Task inputs —
##############################
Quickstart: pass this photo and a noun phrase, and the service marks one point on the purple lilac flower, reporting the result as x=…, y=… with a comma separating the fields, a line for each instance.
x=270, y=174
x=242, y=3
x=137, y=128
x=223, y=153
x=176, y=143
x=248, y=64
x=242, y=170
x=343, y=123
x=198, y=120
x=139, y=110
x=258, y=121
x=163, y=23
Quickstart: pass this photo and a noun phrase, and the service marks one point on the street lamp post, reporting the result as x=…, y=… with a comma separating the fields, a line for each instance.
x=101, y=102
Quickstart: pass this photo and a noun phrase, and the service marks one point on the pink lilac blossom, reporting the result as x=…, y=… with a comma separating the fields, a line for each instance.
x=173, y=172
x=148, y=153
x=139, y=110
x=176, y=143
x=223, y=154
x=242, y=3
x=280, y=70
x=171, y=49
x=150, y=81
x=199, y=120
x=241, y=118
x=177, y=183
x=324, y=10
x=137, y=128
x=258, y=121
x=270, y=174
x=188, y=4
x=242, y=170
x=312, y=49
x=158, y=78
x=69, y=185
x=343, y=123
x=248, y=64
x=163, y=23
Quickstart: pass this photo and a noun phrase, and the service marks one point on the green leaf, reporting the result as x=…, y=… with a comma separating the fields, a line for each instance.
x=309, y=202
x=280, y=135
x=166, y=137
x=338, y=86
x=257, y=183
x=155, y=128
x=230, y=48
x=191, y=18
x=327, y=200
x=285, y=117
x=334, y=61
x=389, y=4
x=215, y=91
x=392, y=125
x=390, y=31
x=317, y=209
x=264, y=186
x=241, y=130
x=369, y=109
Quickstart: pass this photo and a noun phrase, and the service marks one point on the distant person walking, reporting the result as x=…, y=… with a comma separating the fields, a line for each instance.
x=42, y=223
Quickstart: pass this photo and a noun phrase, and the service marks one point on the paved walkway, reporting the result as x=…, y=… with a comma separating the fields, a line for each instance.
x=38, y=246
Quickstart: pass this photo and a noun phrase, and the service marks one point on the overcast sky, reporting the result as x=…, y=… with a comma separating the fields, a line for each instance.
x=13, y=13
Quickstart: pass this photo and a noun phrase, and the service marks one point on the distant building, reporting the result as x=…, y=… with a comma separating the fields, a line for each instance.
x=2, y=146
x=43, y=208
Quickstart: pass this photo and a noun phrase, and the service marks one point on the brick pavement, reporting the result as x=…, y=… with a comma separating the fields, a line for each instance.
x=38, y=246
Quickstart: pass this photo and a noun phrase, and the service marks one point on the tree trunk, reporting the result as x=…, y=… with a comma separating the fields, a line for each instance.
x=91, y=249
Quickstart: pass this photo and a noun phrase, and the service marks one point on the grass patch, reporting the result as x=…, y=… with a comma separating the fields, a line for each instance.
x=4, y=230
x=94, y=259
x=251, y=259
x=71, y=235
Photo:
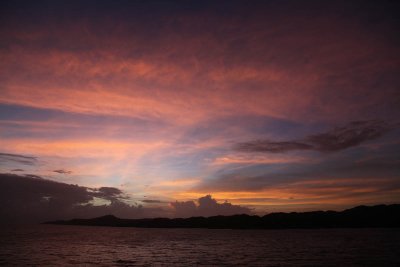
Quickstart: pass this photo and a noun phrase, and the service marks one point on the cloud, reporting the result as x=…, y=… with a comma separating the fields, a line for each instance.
##############################
Stated task — Copy the data word for word, beginning at the line that contains "on the pink" and stopping after the line that contains "x=369, y=109".

Finished answer —
Quickstart: pass this photo and a noun phrase, and the service marks one point on the pink lilac blossom, reporting the result as x=…, y=… with a comma separating the fields, a line for each instance.
x=173, y=172
x=148, y=153
x=139, y=110
x=176, y=143
x=223, y=154
x=242, y=3
x=280, y=70
x=171, y=49
x=150, y=81
x=199, y=120
x=241, y=118
x=177, y=183
x=324, y=10
x=137, y=128
x=258, y=121
x=270, y=174
x=188, y=4
x=242, y=170
x=312, y=49
x=158, y=78
x=69, y=185
x=343, y=123
x=248, y=64
x=163, y=23
Quickstart: pass this photo and a noun phrase, and the service marks one point on the green leaf, reporting the result as x=…, y=… with a comma separating the fields, a line for each instance.
x=309, y=202
x=280, y=135
x=166, y=137
x=338, y=86
x=257, y=183
x=155, y=128
x=230, y=48
x=191, y=18
x=327, y=200
x=285, y=117
x=334, y=61
x=389, y=4
x=215, y=91
x=392, y=125
x=390, y=31
x=317, y=209
x=264, y=186
x=241, y=130
x=369, y=109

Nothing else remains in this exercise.